▸ **TASK DETAILS**: From the records below, pick out and copy every line that contains the word "clipboard". Matching is case-sensitive.

------------------------------

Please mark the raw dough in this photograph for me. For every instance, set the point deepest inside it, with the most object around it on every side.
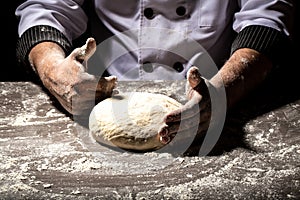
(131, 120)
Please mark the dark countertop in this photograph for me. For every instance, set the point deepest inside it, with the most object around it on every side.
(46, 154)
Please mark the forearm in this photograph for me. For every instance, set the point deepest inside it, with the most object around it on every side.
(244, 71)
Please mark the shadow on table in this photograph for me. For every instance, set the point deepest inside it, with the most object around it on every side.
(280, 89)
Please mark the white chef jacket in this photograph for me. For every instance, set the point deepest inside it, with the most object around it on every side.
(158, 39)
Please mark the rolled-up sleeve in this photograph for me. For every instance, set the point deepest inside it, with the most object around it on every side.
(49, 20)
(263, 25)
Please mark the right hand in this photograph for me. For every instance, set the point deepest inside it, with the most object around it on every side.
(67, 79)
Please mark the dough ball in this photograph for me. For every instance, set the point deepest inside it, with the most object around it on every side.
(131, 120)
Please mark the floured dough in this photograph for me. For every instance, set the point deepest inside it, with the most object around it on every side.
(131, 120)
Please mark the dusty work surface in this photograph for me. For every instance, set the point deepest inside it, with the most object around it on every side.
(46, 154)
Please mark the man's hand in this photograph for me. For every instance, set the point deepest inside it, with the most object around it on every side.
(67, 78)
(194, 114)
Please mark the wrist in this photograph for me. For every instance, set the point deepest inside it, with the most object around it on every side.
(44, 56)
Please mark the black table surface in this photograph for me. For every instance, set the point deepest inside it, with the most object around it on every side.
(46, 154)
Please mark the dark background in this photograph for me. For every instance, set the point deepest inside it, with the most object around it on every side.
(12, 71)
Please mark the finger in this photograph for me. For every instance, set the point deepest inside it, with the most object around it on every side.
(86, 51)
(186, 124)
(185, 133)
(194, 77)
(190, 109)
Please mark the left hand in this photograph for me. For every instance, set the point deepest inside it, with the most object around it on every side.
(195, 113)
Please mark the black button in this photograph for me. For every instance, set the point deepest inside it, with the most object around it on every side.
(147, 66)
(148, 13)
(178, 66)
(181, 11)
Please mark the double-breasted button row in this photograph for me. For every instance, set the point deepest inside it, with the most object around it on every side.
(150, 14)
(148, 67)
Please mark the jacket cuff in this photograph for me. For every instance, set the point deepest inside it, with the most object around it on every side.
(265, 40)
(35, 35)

------------------------------

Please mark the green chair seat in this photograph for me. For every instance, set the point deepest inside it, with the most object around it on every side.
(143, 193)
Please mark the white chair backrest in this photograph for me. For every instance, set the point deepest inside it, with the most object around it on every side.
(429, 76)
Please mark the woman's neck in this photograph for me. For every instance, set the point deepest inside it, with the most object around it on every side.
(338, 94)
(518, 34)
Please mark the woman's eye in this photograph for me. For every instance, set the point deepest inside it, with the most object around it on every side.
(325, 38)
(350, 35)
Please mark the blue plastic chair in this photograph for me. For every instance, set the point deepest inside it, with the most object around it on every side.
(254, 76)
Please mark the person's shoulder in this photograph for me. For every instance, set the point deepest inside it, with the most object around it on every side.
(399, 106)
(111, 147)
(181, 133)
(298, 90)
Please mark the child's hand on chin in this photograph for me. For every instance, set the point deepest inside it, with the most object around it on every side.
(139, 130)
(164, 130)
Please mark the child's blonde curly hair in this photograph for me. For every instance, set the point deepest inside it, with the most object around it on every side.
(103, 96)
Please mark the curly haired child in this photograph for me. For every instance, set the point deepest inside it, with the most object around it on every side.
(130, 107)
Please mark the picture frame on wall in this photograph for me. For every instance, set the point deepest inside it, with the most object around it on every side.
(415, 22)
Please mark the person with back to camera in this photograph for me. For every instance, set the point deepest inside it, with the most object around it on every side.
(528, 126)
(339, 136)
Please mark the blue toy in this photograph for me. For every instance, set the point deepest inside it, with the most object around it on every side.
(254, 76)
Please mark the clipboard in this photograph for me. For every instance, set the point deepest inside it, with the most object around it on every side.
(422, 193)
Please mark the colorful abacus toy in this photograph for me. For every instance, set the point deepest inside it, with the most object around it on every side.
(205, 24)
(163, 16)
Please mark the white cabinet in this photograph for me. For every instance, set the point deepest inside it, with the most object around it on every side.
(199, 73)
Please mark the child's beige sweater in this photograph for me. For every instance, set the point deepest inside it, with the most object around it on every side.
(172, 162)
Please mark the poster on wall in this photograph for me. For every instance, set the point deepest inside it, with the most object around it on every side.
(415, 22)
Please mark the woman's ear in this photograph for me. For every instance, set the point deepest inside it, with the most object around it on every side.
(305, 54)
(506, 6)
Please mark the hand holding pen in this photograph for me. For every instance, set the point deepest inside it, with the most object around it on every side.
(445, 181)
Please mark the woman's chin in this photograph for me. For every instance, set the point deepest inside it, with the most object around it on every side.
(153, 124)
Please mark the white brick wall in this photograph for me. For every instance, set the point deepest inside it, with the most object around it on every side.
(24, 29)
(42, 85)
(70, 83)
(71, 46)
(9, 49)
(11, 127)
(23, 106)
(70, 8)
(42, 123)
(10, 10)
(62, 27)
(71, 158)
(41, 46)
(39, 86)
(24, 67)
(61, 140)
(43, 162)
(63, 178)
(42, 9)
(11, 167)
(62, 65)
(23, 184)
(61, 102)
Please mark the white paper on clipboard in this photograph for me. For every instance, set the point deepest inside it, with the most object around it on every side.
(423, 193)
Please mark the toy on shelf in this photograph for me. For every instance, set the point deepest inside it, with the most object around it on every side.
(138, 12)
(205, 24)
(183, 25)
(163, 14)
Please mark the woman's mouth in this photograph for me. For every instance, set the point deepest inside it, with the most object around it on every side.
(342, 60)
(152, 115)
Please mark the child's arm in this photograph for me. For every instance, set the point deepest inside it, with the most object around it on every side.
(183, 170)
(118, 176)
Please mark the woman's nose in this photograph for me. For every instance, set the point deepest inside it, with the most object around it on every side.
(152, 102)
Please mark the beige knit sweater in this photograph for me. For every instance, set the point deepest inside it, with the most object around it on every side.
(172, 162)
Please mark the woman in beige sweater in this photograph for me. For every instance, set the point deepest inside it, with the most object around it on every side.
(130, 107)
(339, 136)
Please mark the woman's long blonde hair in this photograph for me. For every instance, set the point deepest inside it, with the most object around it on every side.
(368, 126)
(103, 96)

------------------------------

▸ **SOLUTION**:
Please mark the clipboard in this photograph for me. For every instance, set the point deepest inside it, with the most object around it on every side.
Please mark the white paper on clipboard in this photograph for me. For every instance, set the point deepest inside it, with the most object around it on every side.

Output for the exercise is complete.